Saved entries:
════════
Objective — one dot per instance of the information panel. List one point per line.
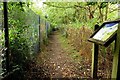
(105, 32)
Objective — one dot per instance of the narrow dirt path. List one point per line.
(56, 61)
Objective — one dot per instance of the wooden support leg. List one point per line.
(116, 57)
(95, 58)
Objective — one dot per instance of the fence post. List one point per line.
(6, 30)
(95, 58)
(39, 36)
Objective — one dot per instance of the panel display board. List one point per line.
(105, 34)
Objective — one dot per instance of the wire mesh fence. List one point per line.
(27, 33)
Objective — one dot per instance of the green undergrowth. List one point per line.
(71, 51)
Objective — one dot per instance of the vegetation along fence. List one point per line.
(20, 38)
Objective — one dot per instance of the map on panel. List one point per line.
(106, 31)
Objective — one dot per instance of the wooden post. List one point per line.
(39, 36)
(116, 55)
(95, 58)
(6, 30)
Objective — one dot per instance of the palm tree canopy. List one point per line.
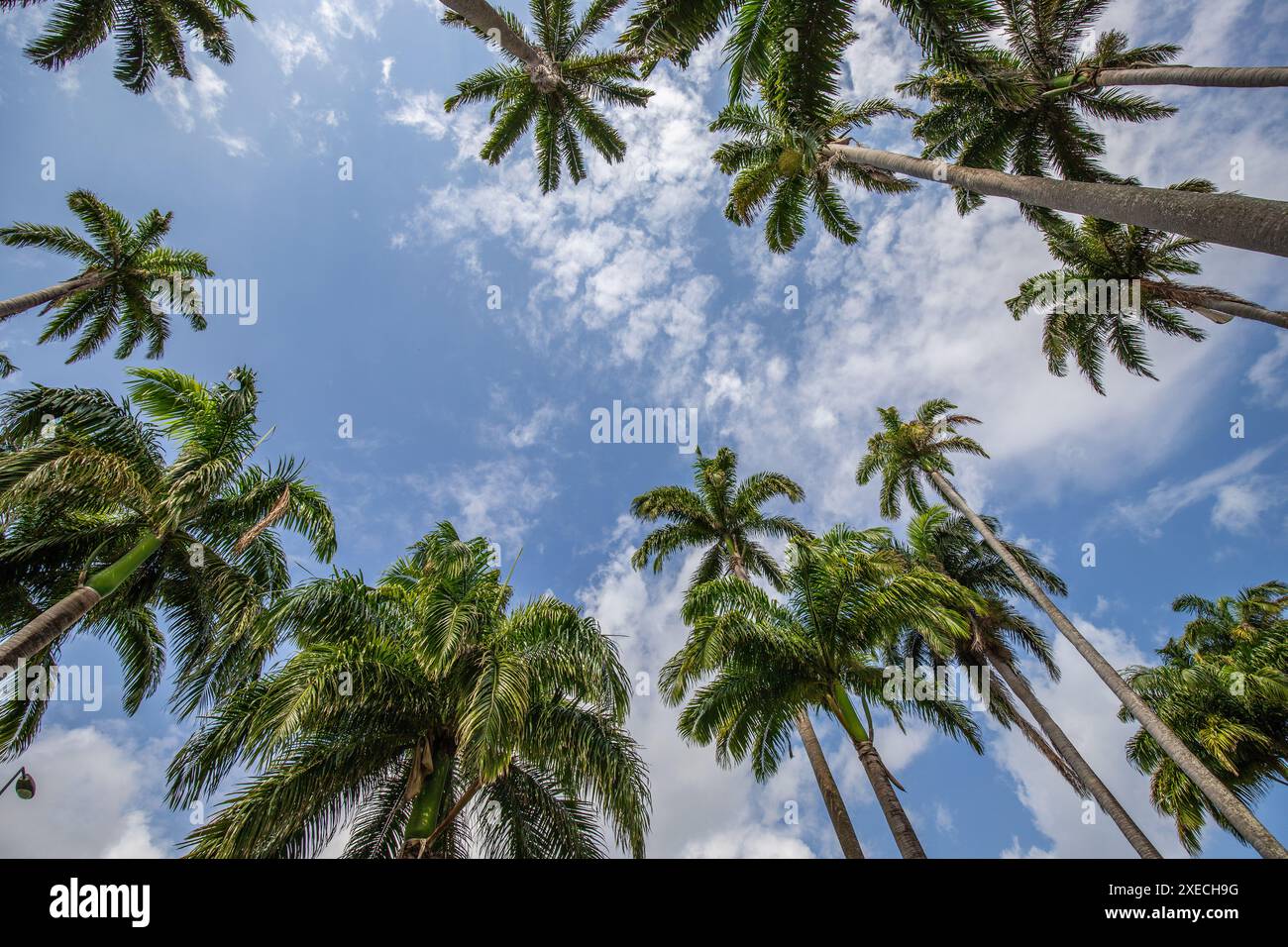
════════
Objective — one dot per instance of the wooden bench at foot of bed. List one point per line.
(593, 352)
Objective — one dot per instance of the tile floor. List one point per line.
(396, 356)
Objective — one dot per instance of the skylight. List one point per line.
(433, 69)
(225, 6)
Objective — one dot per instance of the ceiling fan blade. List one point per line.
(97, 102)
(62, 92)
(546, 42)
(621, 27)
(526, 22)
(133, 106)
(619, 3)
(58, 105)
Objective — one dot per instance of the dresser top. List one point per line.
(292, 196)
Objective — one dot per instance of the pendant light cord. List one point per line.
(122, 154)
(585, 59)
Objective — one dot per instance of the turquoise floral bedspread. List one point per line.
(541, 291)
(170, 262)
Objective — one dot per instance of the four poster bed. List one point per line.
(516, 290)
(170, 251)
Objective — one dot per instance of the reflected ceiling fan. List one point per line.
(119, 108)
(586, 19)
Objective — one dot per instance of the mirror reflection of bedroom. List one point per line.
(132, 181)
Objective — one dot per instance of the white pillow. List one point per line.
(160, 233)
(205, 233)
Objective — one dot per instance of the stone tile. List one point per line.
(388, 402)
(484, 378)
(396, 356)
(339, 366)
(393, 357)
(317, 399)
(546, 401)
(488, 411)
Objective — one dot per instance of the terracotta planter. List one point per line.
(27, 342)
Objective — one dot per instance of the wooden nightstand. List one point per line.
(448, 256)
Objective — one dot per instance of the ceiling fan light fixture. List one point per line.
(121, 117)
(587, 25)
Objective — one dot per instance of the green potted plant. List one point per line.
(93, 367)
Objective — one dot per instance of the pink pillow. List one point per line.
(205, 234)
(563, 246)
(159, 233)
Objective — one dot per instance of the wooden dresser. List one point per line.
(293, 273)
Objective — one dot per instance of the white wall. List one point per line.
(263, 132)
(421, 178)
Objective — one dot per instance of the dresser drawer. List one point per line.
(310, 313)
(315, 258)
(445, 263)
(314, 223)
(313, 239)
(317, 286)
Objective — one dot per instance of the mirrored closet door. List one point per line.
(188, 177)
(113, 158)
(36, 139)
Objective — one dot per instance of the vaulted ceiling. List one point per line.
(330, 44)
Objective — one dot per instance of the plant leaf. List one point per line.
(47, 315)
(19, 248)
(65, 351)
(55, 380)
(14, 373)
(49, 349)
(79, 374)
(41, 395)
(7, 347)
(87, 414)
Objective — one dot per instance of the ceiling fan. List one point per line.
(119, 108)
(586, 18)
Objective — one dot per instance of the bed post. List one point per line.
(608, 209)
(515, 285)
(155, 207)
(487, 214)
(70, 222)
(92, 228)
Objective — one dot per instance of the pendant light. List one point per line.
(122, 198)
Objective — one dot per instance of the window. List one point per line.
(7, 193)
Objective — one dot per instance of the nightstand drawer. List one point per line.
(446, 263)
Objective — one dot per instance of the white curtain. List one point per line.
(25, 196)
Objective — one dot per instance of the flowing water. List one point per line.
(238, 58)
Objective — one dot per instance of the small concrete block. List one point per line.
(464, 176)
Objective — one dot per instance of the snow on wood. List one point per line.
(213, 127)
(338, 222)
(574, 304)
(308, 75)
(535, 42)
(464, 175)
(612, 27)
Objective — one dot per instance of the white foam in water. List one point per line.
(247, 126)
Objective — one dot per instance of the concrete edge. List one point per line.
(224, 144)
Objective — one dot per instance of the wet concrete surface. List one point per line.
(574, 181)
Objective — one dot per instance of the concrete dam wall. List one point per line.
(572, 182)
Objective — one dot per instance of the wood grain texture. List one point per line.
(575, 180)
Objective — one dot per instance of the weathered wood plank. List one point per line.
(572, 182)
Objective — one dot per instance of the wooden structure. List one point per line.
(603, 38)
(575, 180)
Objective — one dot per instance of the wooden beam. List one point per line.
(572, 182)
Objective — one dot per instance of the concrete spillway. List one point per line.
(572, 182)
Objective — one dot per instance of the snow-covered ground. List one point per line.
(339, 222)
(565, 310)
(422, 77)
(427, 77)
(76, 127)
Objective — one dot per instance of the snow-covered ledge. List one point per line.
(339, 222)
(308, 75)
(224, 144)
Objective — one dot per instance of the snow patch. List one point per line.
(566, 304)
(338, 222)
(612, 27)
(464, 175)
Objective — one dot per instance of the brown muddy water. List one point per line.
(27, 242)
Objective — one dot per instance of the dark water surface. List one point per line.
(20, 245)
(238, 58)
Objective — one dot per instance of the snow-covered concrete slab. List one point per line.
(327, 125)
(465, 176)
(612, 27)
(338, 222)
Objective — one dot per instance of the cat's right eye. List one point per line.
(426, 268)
════════
Problem to solve
Update the lines that start at the one containing "Objective — one dot per instance of the information" and end after the one containing "Objective — one dot per instance of the palm", changing "dirt path" to "gravel trail" and keeping everything else the same. Leave out the pictures.

Written response
Objective — one dot per instance of the information panel. List one point per line.
(105, 32)
Objective — one dot per instance of the narrow gravel trail. List one point per line.
(56, 61)
Objective — one dot per instance of the wooden support leg. List one point per line.
(116, 57)
(95, 58)
Objective — one dot per instance of the fence post. List one point per line.
(6, 30)
(95, 58)
(39, 36)
Objective — one dot per instance of the panel display board. List one point per line.
(105, 34)
Objective — one dot per instance of the wire mesh fence. List one point per line.
(27, 33)
Objective — one dot per instance of the green undergrowth. List one point per line.
(71, 51)
Objective — one dot per instance of the vegetation along fence. List one point per line.
(20, 38)
Objective — one dot per instance of the map on panel. List one point per line.
(106, 31)
Objective — one dot per instance of the wooden post. List one point per line.
(39, 36)
(116, 55)
(95, 58)
(6, 30)
Objective — one dot per instance of the palm tree canopy. List one point per line.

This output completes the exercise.